__Material__
-----
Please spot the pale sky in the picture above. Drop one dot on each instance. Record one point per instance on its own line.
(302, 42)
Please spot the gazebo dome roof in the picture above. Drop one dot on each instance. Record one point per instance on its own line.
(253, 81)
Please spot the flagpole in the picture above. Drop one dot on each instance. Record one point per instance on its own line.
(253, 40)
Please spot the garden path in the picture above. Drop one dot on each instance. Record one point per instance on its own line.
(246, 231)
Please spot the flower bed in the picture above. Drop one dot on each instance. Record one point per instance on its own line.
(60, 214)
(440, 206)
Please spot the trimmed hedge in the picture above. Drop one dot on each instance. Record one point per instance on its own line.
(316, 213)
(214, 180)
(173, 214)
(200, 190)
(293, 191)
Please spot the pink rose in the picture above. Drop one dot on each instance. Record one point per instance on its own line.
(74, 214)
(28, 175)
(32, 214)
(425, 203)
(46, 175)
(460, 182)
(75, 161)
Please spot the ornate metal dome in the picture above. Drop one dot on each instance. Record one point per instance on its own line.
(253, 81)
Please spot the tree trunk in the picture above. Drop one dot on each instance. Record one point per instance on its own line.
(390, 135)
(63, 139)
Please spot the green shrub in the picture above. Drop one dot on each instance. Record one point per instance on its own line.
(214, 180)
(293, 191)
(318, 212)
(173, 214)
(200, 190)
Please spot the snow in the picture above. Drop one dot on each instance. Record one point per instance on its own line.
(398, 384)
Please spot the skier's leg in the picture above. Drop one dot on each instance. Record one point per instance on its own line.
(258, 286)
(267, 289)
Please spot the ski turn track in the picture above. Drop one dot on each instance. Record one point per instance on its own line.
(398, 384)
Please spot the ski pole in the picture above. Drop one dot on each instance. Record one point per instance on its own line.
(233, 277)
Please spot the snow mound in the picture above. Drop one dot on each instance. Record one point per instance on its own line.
-----
__Task__
Quote the line that contains "Please spot the pink" and each line after it through the end of the data, exactly, leaving out everything else.

__Response__
Please spot the pink rose in the picture above. Drop one dot on each instance. Record one point per instance on its own line.
(74, 214)
(28, 175)
(32, 214)
(425, 203)
(46, 175)
(460, 182)
(75, 161)
Please spot the ornate metal dome in the picture above. Drop one dot on each instance. Record one point per instance on its own line.
(253, 81)
Please spot the tree trunk in the picture above. Drop one dot on each instance. Record one point per instance on its own line.
(390, 135)
(63, 139)
Please spot the green shrub in the picture above. Drop one dot on each instance. Record one point per instance on its own line.
(214, 180)
(293, 191)
(318, 212)
(173, 214)
(200, 190)
Please spot the snow in the picture above. Drop one dot on each instance. Record one point per instance on its own line.
(398, 384)
Please spot the skier's leg in the picture above. Drop one dot on each instance. Record one point per instance on its own line.
(258, 286)
(267, 289)
Please spot the ski turn track in the picture above. Drop one dot on each instance. Record one point per instance on its own line.
(398, 384)
Please spot the ski pole in the picture above. Drop one dot on each instance. Record one point per instance on its own line.
(233, 277)
Please spot the snow mound in the picture above. Drop one dot on each instance. Record one point per instance on its own line.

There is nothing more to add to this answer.